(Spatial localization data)
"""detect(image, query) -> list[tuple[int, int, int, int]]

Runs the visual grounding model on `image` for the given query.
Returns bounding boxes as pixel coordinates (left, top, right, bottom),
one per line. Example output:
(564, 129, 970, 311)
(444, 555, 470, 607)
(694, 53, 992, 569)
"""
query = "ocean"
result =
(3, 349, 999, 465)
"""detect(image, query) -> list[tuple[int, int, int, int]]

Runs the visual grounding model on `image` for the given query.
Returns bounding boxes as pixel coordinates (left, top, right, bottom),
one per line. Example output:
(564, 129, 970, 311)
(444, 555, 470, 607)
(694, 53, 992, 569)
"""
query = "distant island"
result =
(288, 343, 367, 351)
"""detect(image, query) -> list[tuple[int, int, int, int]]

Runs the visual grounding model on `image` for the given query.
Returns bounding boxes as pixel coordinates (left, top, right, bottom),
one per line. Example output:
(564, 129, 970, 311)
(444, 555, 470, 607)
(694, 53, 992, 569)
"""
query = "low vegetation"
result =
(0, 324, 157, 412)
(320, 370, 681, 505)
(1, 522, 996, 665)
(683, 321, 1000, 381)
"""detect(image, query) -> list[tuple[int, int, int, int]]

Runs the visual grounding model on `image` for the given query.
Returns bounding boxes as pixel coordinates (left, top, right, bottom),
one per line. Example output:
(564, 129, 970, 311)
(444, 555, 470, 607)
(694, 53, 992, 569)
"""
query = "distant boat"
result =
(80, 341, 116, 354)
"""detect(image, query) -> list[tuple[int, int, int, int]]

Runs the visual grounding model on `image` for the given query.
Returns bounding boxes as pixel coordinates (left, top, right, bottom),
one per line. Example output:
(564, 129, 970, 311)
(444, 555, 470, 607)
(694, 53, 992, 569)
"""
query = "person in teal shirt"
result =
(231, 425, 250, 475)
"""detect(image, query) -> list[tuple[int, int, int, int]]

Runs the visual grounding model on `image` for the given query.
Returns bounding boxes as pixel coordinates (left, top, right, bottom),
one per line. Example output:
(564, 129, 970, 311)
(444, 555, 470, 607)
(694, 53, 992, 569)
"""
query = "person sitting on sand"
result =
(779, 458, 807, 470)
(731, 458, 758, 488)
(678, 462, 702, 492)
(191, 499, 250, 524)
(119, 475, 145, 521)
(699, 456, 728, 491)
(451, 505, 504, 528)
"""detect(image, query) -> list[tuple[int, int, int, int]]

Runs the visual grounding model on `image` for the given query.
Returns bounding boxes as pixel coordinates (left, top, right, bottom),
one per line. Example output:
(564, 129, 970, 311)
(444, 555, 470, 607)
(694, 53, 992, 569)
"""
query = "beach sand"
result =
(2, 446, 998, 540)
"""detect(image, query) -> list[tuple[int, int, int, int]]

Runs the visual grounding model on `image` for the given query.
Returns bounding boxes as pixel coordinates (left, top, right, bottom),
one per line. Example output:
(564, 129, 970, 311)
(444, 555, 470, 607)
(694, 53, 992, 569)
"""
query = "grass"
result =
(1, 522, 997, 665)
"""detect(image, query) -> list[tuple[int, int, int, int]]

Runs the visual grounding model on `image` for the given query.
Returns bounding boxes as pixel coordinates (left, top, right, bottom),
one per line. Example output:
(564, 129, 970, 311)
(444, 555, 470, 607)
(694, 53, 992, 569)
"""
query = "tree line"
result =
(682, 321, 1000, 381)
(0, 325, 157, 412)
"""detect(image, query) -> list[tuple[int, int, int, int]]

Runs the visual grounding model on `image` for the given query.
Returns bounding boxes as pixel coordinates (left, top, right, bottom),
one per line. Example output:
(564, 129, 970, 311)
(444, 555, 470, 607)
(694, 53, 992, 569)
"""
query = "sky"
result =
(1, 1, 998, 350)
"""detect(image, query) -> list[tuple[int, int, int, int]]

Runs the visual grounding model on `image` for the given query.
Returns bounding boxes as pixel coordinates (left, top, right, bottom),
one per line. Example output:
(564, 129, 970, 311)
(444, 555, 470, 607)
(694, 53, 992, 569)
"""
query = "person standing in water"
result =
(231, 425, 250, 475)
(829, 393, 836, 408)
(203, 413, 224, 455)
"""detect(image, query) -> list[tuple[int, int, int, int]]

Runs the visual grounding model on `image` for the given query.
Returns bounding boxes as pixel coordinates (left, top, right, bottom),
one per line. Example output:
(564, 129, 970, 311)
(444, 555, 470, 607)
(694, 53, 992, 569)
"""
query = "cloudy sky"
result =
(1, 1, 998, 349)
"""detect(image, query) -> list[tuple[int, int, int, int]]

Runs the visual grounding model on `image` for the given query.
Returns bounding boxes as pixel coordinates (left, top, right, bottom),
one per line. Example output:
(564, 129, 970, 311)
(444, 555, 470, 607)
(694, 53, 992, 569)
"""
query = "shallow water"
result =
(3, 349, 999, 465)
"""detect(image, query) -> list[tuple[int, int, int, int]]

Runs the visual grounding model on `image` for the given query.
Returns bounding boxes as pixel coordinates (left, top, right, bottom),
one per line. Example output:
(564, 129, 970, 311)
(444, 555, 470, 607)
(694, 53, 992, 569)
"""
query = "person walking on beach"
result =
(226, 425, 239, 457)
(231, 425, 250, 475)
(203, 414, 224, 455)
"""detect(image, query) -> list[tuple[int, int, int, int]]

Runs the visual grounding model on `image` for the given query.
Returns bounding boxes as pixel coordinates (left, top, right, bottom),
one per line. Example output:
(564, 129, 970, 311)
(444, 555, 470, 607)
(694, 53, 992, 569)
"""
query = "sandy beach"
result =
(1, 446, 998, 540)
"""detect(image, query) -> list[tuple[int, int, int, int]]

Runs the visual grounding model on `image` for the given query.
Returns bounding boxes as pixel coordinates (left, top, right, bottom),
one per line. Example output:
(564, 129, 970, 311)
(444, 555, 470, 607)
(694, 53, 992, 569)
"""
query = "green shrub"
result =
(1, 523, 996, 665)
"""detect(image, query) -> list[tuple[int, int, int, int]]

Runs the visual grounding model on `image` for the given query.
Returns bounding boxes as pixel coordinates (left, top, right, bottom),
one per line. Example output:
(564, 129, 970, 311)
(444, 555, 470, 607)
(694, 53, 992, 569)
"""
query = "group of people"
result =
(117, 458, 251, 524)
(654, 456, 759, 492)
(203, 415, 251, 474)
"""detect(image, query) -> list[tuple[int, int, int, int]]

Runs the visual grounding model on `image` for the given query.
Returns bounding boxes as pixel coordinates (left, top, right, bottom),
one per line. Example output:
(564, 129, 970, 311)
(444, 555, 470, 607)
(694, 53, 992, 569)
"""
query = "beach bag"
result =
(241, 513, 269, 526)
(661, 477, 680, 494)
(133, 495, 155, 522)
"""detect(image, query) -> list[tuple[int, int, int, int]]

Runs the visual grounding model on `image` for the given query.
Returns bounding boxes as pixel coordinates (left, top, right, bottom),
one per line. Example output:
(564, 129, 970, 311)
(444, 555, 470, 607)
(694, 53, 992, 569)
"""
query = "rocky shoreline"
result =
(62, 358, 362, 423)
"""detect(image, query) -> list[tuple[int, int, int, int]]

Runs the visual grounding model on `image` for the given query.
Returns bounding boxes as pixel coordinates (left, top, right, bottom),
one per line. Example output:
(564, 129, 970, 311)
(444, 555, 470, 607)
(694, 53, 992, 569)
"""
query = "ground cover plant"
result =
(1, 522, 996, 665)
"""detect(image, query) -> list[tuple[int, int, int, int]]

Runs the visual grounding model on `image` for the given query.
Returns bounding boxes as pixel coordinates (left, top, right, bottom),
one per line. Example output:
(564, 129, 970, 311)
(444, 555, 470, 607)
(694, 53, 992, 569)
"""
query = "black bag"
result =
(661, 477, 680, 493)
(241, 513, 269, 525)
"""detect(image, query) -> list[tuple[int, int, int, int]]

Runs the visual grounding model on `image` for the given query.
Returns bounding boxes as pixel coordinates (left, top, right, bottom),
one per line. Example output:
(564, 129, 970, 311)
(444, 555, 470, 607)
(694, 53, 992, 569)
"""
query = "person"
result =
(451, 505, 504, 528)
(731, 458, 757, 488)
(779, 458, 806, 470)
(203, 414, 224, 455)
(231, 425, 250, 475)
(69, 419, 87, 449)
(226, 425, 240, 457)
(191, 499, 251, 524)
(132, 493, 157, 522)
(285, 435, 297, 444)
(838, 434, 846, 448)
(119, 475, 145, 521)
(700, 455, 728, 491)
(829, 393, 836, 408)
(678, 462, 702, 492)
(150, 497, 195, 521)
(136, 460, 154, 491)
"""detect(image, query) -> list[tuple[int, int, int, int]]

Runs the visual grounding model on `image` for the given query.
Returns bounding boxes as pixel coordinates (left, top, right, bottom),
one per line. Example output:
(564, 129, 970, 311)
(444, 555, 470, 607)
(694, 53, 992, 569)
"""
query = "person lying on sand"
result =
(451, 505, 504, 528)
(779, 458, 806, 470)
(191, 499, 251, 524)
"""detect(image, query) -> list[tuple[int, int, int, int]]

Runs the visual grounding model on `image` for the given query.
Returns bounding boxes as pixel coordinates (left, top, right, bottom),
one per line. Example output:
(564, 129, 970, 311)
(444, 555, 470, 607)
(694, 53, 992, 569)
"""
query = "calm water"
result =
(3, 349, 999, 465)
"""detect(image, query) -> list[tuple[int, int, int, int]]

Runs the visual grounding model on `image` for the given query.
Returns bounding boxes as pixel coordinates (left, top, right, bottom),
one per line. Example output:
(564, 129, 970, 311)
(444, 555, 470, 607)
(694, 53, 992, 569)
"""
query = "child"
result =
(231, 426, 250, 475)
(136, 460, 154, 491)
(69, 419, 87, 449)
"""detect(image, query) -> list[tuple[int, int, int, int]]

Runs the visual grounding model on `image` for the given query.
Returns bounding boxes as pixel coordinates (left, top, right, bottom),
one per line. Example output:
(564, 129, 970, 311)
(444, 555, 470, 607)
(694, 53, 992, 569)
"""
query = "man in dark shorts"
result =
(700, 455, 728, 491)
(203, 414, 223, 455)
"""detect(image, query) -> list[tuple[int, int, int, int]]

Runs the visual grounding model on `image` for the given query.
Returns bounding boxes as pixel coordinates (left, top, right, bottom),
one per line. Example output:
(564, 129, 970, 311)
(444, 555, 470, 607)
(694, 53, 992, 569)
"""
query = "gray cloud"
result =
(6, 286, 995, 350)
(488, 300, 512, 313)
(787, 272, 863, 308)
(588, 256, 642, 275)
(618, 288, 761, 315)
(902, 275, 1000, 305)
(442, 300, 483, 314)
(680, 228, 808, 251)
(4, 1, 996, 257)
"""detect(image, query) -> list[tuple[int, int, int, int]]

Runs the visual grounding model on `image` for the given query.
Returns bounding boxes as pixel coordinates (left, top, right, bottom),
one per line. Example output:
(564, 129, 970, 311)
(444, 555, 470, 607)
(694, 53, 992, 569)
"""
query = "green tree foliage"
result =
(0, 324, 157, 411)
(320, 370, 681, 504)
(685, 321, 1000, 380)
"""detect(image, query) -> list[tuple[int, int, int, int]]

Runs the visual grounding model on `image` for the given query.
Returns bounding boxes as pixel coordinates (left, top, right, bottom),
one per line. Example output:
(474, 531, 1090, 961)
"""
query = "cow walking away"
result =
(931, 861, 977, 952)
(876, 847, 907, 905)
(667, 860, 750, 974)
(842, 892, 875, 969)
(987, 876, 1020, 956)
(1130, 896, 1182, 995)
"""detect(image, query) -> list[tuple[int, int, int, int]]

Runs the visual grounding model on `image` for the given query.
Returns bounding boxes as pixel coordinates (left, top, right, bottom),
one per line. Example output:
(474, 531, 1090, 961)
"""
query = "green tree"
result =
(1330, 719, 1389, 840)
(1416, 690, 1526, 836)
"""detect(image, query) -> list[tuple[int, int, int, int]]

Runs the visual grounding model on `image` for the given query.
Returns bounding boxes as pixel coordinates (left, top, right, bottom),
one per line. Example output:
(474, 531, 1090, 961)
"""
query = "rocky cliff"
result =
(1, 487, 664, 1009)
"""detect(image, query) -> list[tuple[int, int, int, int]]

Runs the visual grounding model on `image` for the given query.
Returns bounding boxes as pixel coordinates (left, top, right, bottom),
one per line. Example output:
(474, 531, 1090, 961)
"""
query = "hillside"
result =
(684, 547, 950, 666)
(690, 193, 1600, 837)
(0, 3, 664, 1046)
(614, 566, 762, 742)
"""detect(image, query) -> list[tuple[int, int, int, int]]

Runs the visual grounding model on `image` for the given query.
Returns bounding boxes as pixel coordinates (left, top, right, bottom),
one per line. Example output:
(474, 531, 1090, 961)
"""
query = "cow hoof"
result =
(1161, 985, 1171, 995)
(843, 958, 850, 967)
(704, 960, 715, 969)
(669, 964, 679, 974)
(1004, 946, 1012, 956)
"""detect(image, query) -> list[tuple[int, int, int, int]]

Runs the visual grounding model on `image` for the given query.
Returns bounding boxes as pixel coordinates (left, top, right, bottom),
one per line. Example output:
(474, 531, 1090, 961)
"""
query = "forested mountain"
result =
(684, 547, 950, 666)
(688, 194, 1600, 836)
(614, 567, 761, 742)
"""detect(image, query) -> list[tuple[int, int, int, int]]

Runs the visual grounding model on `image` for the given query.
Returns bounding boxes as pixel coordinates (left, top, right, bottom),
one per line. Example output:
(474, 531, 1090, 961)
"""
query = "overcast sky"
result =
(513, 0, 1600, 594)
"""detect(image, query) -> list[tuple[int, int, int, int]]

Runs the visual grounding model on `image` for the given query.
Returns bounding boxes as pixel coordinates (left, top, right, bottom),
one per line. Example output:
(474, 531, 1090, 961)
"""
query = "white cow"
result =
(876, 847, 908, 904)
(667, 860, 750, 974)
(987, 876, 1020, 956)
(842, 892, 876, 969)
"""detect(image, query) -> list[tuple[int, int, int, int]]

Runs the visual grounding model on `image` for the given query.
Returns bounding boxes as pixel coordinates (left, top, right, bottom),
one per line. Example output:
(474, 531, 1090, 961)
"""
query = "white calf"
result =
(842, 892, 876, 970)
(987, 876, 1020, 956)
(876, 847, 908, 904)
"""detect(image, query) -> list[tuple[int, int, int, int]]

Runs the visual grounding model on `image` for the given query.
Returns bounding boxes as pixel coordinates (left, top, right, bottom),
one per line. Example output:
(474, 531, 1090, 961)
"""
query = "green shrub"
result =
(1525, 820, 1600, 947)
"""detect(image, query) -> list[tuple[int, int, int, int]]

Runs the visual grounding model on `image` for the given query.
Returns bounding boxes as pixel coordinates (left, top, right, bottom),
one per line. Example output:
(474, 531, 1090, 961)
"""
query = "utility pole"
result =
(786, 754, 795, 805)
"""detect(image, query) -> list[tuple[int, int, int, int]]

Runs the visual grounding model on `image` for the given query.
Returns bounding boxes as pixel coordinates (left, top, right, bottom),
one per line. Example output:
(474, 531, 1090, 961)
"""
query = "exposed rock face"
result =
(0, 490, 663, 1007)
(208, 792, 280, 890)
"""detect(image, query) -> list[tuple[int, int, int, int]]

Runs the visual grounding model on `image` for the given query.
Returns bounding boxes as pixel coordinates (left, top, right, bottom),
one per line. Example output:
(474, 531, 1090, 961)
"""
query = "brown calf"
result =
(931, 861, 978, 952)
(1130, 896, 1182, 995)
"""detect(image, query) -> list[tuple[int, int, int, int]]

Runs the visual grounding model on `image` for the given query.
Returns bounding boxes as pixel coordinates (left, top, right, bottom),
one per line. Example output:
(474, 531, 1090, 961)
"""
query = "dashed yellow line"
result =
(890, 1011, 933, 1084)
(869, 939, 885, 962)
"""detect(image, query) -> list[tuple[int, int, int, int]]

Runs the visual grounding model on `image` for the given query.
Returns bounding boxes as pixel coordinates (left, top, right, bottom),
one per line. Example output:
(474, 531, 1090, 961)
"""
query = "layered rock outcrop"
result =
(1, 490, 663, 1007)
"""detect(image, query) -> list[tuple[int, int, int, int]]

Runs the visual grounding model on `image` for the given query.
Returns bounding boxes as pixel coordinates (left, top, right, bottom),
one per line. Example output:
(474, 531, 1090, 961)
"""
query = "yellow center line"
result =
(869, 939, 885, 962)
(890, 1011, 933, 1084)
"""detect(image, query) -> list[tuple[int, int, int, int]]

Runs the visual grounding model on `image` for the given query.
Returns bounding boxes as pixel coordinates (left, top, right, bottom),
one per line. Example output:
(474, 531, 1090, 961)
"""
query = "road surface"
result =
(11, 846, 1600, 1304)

-- Action item --
Within the records above, work out on how many lines the string "tree" appears, and give only that number.

-- The completed task --
3